◆ **What to work on**
Pull out each line that contains the word "return" and copy it in full.

◆ **Exercise inputs**
· · · · · · ·

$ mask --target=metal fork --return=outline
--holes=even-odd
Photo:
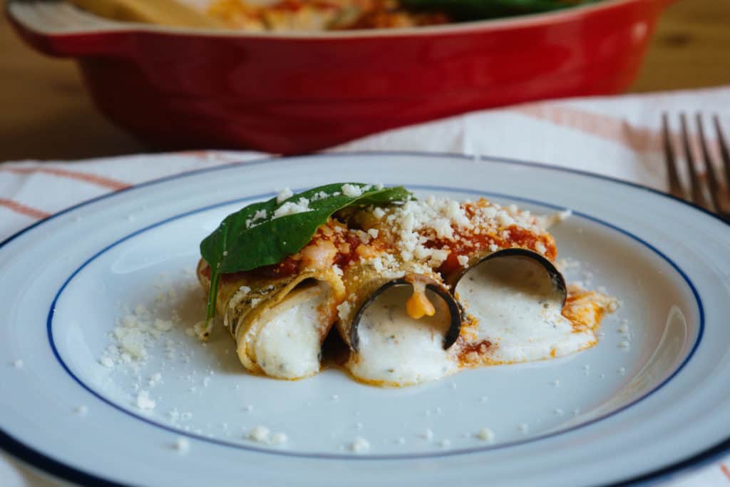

· · · · · · ·

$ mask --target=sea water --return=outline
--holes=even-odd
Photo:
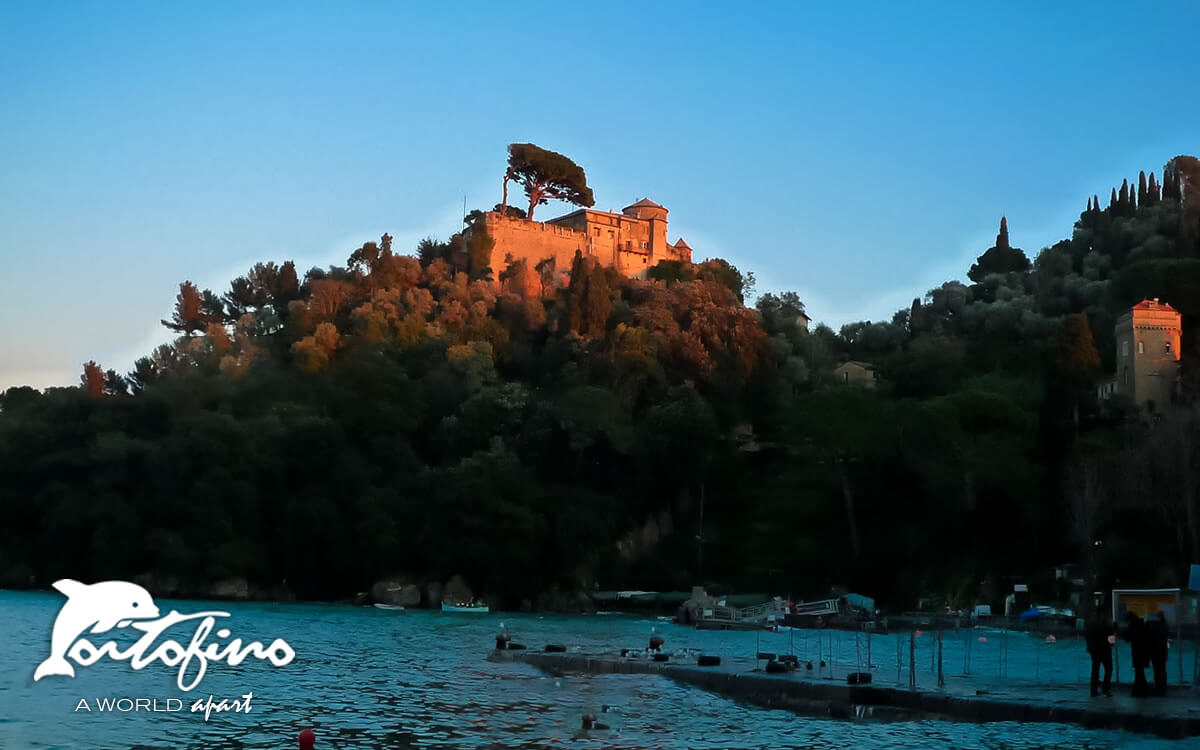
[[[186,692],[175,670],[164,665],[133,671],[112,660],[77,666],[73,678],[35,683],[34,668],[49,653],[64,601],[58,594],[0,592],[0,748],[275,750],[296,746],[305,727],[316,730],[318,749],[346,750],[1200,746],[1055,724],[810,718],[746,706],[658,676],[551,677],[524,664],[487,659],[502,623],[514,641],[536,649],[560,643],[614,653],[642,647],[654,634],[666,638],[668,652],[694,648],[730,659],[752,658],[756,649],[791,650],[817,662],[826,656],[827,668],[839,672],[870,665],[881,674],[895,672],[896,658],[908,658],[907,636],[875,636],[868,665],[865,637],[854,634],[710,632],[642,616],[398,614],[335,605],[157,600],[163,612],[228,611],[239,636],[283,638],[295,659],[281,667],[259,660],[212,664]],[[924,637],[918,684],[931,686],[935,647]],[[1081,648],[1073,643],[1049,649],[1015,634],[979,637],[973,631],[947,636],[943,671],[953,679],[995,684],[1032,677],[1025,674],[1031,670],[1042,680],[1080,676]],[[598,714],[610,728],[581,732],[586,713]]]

· · · · · · ·

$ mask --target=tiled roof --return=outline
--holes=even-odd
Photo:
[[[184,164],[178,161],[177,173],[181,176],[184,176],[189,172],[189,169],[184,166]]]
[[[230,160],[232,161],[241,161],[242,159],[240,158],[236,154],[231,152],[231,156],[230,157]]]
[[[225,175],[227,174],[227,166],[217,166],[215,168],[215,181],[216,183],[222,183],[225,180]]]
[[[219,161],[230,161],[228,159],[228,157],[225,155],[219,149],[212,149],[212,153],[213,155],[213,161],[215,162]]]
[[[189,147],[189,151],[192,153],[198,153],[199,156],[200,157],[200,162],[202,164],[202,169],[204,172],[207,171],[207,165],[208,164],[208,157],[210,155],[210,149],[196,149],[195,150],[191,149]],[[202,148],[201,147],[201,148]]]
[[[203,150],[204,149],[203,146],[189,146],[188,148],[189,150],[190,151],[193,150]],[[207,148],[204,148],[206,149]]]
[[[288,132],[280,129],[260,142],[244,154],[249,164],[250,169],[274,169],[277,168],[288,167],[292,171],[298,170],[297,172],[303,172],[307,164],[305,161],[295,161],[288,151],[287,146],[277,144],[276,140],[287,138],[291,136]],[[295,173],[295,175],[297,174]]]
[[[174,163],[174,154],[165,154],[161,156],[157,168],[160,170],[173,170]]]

· · · · · · ·

◆ **Completed task**
$ mask --target=metal fork --return=outline
$ mask --target=sea water --return=outline
$ mask --target=tiled roof --return=outline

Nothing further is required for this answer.